(Source records)
▬▬▬▬▬▬

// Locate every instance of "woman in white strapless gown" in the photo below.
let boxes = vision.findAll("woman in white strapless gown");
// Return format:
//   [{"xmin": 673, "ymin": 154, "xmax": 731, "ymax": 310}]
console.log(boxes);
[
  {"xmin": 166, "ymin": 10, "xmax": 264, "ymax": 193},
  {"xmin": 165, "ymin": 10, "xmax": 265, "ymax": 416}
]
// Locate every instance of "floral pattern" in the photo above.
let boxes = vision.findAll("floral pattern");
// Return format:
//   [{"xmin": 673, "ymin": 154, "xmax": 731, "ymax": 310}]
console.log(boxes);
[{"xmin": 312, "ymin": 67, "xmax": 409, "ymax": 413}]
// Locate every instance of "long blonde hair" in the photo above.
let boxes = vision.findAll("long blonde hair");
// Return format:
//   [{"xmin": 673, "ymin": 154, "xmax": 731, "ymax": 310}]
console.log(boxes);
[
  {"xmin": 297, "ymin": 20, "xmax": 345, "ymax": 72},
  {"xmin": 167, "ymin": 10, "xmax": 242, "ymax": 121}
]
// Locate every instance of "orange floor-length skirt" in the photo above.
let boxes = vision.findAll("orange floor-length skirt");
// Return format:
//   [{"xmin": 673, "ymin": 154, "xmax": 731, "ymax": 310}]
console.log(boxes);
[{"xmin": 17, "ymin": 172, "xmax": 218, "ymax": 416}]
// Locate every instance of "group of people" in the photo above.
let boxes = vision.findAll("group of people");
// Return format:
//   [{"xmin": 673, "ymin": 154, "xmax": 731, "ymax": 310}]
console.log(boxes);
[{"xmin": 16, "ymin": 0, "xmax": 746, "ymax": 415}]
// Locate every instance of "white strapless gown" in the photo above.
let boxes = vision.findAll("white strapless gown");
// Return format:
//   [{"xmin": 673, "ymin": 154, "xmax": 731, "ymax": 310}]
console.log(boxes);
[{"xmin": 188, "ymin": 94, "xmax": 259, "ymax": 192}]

▬▬▬▬▬▬

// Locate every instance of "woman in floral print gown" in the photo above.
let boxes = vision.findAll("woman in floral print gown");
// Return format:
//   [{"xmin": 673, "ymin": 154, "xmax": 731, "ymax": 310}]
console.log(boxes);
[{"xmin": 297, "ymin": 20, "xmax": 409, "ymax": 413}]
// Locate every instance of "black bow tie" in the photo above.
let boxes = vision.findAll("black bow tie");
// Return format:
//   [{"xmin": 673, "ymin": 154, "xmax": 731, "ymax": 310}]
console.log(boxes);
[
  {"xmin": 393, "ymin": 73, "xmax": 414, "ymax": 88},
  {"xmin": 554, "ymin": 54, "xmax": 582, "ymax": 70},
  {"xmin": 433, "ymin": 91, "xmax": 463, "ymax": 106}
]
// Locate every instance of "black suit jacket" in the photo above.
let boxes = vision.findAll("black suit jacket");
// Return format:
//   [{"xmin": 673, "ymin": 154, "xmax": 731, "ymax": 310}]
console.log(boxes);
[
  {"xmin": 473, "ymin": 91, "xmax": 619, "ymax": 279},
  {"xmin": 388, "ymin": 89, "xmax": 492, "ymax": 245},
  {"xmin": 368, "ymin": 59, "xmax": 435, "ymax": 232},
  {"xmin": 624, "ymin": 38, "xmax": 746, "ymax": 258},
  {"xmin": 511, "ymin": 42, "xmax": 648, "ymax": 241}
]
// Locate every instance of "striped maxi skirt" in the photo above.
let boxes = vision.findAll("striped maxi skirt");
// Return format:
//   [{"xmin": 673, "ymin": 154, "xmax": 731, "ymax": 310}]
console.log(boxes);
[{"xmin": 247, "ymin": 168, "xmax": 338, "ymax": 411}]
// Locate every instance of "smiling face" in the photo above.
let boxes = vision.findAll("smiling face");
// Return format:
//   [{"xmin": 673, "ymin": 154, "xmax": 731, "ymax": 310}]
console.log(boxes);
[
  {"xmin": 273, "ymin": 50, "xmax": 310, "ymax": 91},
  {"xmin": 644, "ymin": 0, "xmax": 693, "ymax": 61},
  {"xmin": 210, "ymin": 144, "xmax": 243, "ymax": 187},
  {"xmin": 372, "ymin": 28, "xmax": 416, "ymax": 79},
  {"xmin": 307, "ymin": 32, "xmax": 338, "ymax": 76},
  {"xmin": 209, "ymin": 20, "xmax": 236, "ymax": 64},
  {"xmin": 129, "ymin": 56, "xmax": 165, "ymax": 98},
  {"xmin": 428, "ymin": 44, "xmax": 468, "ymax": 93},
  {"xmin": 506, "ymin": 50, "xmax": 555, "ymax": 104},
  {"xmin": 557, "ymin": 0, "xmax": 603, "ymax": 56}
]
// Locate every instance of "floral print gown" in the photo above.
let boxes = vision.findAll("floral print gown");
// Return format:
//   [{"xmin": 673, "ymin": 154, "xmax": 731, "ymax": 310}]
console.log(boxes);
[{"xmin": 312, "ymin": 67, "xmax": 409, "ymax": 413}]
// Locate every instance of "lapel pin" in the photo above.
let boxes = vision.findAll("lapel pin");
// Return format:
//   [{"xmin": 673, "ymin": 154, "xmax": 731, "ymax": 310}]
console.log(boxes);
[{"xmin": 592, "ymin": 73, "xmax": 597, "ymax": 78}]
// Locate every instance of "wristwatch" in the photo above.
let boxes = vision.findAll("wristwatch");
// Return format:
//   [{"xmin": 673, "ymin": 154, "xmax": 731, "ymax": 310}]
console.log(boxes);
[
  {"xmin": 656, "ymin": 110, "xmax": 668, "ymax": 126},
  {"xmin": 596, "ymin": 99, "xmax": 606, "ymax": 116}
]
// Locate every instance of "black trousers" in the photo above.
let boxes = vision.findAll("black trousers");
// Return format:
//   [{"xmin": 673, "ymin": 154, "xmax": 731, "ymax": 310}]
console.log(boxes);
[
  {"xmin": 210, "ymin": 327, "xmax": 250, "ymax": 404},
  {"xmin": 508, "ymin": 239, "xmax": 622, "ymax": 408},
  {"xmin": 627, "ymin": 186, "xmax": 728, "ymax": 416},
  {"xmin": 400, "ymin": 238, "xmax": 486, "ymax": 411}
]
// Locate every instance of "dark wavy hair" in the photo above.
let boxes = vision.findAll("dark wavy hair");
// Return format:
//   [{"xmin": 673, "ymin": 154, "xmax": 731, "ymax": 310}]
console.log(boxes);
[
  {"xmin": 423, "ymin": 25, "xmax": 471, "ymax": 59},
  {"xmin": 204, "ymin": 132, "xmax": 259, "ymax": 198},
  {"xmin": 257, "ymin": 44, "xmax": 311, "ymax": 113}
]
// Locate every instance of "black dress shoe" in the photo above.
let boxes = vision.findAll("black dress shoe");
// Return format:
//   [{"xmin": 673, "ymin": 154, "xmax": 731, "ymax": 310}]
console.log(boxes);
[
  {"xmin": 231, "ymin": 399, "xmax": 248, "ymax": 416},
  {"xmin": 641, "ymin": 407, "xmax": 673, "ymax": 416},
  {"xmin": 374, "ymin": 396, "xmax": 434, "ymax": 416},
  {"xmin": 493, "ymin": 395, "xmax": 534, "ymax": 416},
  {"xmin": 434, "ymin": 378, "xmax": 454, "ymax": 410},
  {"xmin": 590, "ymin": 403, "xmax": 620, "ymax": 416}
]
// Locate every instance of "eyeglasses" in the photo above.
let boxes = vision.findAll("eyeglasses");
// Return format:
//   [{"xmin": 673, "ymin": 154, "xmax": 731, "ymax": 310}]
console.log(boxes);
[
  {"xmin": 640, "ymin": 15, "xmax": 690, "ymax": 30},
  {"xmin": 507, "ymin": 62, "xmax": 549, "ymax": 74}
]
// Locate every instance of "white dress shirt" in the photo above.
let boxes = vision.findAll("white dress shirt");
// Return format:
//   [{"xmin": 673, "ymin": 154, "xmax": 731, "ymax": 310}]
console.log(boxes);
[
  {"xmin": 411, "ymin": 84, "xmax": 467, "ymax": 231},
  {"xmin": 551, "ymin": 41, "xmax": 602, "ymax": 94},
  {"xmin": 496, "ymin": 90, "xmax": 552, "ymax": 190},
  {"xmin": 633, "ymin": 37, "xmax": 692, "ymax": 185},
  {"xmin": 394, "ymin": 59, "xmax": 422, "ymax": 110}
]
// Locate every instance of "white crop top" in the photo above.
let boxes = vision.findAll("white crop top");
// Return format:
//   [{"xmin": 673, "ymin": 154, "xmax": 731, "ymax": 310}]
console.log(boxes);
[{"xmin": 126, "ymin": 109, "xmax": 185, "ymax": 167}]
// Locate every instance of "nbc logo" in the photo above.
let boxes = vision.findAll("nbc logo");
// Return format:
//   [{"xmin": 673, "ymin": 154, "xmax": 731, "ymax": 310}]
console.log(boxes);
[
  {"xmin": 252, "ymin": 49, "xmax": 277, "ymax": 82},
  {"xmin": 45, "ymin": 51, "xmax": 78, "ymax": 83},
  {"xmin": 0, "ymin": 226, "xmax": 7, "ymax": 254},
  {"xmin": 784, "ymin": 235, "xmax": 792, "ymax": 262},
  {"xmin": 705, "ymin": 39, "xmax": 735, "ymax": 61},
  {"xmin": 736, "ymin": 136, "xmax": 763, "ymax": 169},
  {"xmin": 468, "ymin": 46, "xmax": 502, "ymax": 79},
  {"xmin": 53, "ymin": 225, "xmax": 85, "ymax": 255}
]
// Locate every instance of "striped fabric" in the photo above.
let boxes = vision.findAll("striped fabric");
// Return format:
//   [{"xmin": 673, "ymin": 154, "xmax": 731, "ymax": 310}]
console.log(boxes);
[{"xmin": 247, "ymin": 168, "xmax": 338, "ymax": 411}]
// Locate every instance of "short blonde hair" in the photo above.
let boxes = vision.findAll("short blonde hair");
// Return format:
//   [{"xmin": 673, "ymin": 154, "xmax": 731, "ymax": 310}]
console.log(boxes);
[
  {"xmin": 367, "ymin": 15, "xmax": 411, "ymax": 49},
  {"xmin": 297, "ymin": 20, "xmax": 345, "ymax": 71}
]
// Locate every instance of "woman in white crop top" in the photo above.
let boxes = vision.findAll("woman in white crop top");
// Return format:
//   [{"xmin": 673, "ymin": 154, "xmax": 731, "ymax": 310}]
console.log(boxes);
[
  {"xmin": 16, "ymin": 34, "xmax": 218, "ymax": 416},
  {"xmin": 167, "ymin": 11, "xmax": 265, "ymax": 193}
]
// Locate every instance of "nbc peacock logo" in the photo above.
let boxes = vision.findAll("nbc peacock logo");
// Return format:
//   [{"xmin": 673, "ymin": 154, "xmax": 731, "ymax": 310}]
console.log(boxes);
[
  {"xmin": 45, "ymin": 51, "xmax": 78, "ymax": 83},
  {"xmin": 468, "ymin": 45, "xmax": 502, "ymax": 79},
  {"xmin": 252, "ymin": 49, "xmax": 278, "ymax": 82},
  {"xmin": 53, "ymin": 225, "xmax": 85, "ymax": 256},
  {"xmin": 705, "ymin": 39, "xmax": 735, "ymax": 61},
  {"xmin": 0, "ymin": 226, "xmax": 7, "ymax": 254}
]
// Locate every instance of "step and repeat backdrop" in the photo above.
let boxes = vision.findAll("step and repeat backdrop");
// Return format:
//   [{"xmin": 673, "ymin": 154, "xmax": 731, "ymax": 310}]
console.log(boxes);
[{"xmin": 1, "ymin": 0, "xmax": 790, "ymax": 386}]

▬▬▬▬▬▬

ASSIGNMENT – Pick each line holding the word "peacock" out of the data and copy it.

EXERCISE RESULT –
// Locate every instance of "nbc peacock logo" in the photo above.
let boxes = vision.findAll("nbc peacock logo");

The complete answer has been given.